(Data entries)
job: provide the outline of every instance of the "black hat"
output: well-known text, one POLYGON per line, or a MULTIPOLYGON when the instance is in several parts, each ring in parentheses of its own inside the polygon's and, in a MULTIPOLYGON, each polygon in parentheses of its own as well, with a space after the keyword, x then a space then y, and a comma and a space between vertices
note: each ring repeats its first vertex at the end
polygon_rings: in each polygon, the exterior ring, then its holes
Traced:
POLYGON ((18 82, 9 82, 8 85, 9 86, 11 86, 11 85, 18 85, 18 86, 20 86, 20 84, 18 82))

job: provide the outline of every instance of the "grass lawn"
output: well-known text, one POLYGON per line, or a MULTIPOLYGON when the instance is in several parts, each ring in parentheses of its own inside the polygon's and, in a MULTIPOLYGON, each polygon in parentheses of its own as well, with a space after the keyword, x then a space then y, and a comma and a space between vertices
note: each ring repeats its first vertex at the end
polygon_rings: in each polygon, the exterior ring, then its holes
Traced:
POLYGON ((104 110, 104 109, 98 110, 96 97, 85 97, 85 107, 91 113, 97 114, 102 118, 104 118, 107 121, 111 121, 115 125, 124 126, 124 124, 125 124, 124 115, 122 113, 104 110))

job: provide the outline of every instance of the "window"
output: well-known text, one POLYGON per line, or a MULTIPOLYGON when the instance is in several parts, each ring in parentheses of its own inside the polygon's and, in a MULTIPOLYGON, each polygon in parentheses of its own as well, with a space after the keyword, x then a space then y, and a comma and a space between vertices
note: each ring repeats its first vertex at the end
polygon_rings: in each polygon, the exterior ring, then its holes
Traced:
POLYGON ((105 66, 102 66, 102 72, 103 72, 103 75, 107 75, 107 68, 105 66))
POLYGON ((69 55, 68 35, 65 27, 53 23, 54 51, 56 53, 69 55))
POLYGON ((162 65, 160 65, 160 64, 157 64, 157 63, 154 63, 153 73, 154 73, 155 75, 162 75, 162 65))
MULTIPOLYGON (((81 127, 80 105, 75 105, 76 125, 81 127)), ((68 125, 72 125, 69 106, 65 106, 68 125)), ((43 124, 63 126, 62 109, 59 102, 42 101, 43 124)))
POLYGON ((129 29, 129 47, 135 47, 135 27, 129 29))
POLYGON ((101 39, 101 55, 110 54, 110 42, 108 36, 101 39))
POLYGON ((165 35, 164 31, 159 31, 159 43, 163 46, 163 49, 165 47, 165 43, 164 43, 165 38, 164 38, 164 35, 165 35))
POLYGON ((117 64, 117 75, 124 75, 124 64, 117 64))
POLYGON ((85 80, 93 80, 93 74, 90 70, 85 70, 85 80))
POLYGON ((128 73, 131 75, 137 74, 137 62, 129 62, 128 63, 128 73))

§ Problem to solve
Rewrite all the records with every "Traced" changed to "Outlined", keeping everything else the same.

§ Exercise response
job: provide the outline of every instance of the "black hat"
output: well-known text, one POLYGON per line, or a MULTIPOLYGON when the instance is in several parts, each ring in parentheses of its own inside the polygon's and, in a MULTIPOLYGON, each polygon in parentheses of its own as well, with a space after the keyword, x then a space then y, and a comma and a space between vertices
note: each ring repeats its first vertex at the end
polygon_rings: in each polygon, the exterior ring, then its holes
Outlined:
POLYGON ((18 82, 9 82, 8 85, 9 86, 11 86, 11 85, 18 85, 18 86, 20 86, 20 84, 18 82))

job: provide the outline of every instance of the "grass lawn"
output: well-known text, one POLYGON per line, or a MULTIPOLYGON when the instance is in several parts, each ring in parentheses of its own inside the polygon's and, in a MULTIPOLYGON, each polygon in parentheses of its own as well, with a space after the keyword, x then a space then y, and a comma and a space between vertices
note: each ring repeats its first vertex at the end
polygon_rings: in each polygon, the exterior ring, then its holes
Outlined:
POLYGON ((104 110, 104 109, 98 110, 96 97, 85 97, 85 107, 91 113, 97 114, 102 118, 104 118, 107 121, 111 121, 115 125, 124 126, 124 124, 125 124, 124 115, 122 113, 104 110))

job: provide the outline of every instance of the "window"
output: well-known text, one POLYGON per line, or a MULTIPOLYGON when the instance is in several parts, each ring in parentheses of its own inside the polygon's and, in a MULTIPOLYGON, each polygon in parentheses of its own as well, with a space after the keyword, x then a space then y, and a comma and a space between vertices
note: each ring repeats its first vertex at the end
polygon_rings: in each polygon, the exterior ring, then its holes
Outlined:
POLYGON ((105 66, 102 66, 102 72, 103 72, 103 75, 107 75, 107 68, 105 66))
POLYGON ((69 55, 68 35, 65 27, 53 23, 54 51, 56 53, 69 55))
POLYGON ((162 65, 160 65, 160 64, 157 64, 157 63, 154 63, 153 73, 154 73, 155 75, 162 75, 162 65))
MULTIPOLYGON (((81 127, 80 105, 75 105, 76 125, 81 127)), ((68 125, 72 125, 69 106, 65 106, 68 125)), ((43 124, 63 126, 62 109, 59 102, 42 101, 43 124)))
POLYGON ((129 29, 129 47, 135 47, 135 27, 129 29))
POLYGON ((101 39, 101 55, 110 54, 110 42, 108 36, 101 39))
POLYGON ((165 35, 164 31, 159 31, 159 43, 163 46, 163 49, 165 47, 165 43, 164 43, 165 38, 164 38, 164 35, 165 35))
POLYGON ((117 64, 117 75, 124 75, 124 64, 117 64))
POLYGON ((85 80, 93 80, 93 74, 90 70, 85 70, 85 80))
POLYGON ((128 73, 131 75, 137 74, 137 62, 129 62, 128 63, 128 73))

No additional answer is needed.